[[ Extracted information, beginning ]]

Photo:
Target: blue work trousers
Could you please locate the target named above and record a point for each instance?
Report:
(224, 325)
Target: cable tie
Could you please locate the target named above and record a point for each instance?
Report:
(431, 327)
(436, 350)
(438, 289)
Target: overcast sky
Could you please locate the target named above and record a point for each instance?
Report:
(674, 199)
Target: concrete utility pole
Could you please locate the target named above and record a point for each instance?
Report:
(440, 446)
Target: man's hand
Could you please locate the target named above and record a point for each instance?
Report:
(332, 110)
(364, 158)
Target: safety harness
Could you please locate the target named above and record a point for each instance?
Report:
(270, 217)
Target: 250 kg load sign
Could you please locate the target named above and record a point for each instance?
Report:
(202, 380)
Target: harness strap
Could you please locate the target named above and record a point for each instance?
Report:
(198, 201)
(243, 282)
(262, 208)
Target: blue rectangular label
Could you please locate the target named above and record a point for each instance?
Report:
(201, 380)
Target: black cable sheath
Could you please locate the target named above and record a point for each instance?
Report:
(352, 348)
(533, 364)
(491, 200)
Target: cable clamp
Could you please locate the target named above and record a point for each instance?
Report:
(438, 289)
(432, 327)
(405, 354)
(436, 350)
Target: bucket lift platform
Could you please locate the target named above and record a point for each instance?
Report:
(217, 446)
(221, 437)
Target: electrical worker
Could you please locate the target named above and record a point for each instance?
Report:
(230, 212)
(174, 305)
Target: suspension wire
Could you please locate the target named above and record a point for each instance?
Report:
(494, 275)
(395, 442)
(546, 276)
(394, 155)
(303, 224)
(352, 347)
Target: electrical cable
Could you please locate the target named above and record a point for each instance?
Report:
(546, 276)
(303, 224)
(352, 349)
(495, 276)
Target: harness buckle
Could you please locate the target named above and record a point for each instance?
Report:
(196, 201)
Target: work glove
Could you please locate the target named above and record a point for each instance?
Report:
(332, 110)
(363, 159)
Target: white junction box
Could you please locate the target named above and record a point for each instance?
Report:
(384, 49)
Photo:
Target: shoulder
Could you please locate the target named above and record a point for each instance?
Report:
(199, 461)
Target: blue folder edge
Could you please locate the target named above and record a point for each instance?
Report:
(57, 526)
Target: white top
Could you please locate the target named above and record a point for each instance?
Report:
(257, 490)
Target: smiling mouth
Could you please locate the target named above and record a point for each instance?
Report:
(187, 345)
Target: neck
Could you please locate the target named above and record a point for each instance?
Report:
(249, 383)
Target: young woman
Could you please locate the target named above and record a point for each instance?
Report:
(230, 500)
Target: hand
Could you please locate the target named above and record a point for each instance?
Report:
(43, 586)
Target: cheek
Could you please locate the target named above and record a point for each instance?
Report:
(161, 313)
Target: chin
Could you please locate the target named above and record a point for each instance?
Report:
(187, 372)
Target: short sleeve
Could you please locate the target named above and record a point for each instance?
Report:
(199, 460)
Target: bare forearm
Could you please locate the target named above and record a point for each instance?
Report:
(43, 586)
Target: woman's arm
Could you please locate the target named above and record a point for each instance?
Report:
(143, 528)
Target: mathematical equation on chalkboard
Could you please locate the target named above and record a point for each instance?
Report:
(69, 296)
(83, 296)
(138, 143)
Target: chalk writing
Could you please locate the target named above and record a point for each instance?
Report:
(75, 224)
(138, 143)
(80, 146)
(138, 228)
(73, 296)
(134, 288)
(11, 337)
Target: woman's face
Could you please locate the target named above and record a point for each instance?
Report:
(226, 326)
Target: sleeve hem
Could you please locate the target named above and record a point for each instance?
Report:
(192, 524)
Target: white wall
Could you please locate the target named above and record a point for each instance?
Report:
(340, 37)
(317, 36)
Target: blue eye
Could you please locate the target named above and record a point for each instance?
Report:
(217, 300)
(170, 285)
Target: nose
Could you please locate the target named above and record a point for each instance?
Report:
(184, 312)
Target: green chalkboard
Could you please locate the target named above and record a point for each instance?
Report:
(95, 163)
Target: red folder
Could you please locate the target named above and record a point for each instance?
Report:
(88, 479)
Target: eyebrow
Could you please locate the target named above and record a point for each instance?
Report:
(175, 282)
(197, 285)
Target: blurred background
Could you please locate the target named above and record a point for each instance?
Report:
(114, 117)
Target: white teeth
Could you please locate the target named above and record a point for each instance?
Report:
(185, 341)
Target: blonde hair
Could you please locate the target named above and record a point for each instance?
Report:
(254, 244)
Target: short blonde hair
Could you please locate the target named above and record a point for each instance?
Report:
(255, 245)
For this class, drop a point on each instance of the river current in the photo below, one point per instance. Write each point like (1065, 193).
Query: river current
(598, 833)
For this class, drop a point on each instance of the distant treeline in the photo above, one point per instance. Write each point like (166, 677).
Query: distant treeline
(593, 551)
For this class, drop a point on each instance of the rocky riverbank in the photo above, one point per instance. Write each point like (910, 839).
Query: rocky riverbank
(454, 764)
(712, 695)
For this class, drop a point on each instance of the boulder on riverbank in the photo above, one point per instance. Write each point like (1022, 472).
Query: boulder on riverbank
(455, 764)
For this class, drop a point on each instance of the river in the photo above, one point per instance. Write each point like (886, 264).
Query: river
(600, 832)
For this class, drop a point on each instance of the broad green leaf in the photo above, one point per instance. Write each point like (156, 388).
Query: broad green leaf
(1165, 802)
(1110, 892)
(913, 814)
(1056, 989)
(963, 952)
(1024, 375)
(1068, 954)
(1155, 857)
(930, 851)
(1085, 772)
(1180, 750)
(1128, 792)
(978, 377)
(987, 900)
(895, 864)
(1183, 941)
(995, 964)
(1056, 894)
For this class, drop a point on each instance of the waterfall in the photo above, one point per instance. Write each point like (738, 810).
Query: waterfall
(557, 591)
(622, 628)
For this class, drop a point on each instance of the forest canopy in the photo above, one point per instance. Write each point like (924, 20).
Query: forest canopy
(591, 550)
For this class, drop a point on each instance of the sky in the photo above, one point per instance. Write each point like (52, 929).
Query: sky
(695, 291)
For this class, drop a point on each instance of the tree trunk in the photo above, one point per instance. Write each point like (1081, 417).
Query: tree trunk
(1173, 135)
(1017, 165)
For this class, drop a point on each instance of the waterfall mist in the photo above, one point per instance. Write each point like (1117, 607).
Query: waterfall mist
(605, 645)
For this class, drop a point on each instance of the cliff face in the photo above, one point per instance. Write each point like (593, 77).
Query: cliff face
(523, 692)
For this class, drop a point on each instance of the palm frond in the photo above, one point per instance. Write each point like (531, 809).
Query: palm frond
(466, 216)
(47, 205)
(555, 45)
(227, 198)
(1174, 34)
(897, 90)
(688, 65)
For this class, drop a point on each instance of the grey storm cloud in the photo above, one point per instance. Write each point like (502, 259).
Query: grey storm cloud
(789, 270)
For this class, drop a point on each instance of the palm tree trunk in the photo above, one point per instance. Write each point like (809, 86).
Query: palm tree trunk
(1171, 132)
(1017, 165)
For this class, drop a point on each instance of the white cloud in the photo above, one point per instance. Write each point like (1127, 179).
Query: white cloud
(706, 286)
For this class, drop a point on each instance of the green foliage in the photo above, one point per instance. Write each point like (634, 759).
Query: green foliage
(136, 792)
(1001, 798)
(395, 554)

[[ Extracted information, end ]]

* [Task directions]:
Where a line of the data holds the word "short", copy that line.

* [Response below]:
Target: short sleeve
Target: short blonde hair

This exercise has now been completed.